Excerpt to read
BEST USE: Anything 3D… as long as you’re willing to put in some time to learn it. It ended up being perfect for planning our doorway because I have the most flexibility to render the room AND I can trust the precision of the measurements. Now if only it didn’t take me so long to make changes…

So that’s how Sue John sees it. I haven’t spent more than a few hours with each program, so my comments aren’t based on weeks of research or anything. If you guys have had your own similar (or different!) experiences with these three tools (or others that I haven’t heard of yet) I’d love to hear your thoughts – and tips if you’ve got any.

Psst- We announced this week’s giveaway winner. Click here to see if it’s you.


  1. says

    A glee reference! I got it! I never usually get these things, so apologies for being so over-excited.

    Now. If only I could start to get references to things other than TV shows aimed at teenagers. I’m off to the library…

  2. says

    We just started our kitchen remodel and are going with okra cabinets. I loved their kitchen design program, it was probably the reason I felt confident enough not to hire any design help. I tried to work with sketch up but got frustrated. I still want to learn it sometime though

  3. Brettany says

    I definitely second the grouping suggestion – it’s much easier to move things around that way. You can also group like objects (like walls, for example) and turn those off if you need a little more “elbow room” in your 3d model. I used sketchup in architecture school and in a professional office so it’s a great tool – and get’s easier as you go.

Given data
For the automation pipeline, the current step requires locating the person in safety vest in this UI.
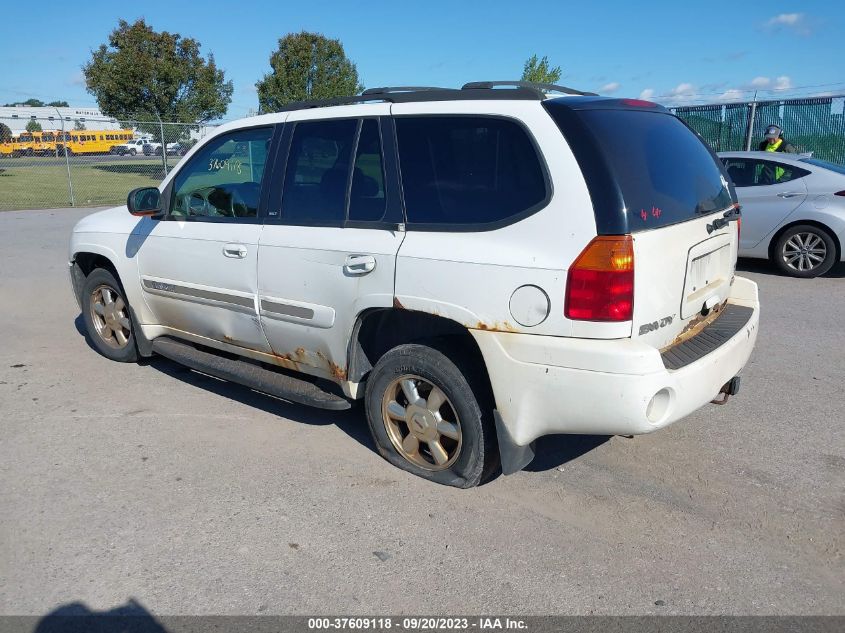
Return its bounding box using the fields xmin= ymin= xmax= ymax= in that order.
xmin=759 ymin=125 xmax=798 ymax=154
xmin=758 ymin=125 xmax=798 ymax=185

The problem
Pick up the text on 3D room-planning programs, placed above the listing, and continue it from its last sentence.

Result for this task
  4. says

    SketchUp is very popular with architectural firms, partly because you can export it directly into a real CAD program. It’s quicker than CAD for basic sketches, though. You can also get plugins that allow you to create super realistic ray-traced renderings. There is definitely a lot for you to learn. For example, you can add any surface pattern you want. It is probably easier for people in the architecture industry to learn because it has some common features with CAD program interfaces. One thing that will help you with placing furniture, etc. is creating “groups” and “objects”. You will find that the furniture you download is easier to reposition because it has been created in this way and SketchUp identifies it as a single item.

    One reason that the furniture is a separate download is that it is all created by community members or companies other than Google. Companies like IKEA, Knoll, or Herman Miller produce models af their furniture for designers to use, and more is added every day. There are tons of models publicly available. You wouldn’t want to be forced to download all of them because it would take way too much memory, and you would get annoying updates all the time.

  5. Alissa says

    I think the learning curve is because Sketch Up was designed by architecture students for architecture uses. (Actually met one of the designers.) However, I have to say that compared to some of the other 3D modeling programs I’ve used in architecture school, SketchUp is SUPER fast and intuitive.

    Once nice thing is that since it’s a free (and growing in use) program, there’s a lot of stuff in their model library that other users have already built. Like I typed in “Ikea Karlstad”, and there’s your sofa! You can also type in “Lamborghini” if you wanted to see what one of those looks like as a dining room centerpiece.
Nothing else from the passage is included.